[About this exercise]
Copy out each line in the stored records below that contains the string "negative".

(Stored records)
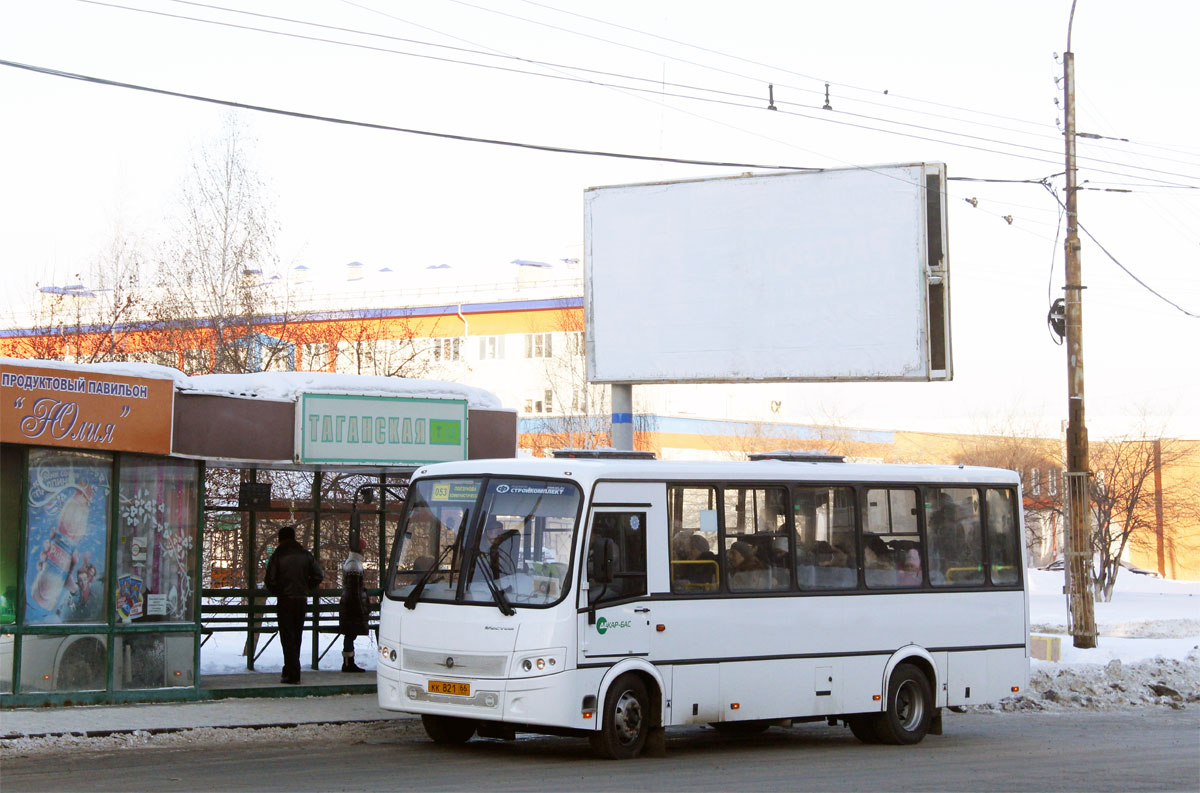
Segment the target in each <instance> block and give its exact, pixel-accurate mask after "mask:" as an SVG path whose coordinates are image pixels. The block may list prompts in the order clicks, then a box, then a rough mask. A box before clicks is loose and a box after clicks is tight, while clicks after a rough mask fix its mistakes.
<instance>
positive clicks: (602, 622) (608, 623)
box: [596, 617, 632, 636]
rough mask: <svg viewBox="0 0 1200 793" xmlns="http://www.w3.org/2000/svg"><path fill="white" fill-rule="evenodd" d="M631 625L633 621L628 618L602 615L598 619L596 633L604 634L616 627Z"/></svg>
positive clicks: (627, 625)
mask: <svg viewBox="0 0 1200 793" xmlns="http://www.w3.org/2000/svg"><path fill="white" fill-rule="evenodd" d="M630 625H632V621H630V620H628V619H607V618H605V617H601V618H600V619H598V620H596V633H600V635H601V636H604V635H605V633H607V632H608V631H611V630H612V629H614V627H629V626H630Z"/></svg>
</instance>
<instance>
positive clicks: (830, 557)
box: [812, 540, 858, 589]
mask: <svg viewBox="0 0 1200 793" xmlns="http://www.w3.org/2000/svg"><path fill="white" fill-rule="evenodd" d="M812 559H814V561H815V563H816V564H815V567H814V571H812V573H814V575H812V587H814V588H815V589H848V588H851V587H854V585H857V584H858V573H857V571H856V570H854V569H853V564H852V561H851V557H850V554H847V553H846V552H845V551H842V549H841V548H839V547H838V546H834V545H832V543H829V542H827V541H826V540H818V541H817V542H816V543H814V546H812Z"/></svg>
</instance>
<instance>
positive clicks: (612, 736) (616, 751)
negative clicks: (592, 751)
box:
* * *
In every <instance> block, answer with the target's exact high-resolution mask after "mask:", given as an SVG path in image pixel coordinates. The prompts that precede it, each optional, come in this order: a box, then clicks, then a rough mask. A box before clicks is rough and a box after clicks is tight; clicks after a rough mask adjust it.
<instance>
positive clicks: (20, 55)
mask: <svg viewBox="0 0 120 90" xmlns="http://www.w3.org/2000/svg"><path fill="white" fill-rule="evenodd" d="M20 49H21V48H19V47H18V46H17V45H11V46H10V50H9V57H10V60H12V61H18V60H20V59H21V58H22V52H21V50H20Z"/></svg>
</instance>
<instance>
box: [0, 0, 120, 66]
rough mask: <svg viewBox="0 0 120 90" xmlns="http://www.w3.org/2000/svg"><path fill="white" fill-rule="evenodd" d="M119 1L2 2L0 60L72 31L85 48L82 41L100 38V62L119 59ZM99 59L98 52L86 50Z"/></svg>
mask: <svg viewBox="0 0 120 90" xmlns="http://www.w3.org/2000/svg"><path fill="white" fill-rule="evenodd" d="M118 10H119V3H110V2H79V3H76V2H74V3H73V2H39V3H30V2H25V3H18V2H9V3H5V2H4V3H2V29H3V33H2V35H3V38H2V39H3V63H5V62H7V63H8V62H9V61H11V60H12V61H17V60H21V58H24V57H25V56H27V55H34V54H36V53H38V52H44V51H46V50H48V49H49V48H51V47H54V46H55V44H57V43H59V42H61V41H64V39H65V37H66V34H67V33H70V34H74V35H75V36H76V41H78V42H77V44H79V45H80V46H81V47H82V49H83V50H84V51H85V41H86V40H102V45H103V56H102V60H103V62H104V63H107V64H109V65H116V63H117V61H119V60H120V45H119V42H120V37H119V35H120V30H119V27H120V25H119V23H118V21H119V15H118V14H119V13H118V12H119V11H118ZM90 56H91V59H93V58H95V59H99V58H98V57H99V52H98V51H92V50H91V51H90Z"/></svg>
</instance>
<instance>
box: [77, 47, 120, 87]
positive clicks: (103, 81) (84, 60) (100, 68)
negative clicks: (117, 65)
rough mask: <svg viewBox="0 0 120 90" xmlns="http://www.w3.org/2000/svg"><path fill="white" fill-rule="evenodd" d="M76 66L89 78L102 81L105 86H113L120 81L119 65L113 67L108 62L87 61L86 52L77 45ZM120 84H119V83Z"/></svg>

[Response for this exercise]
negative clicks: (592, 751)
negative clicks: (117, 65)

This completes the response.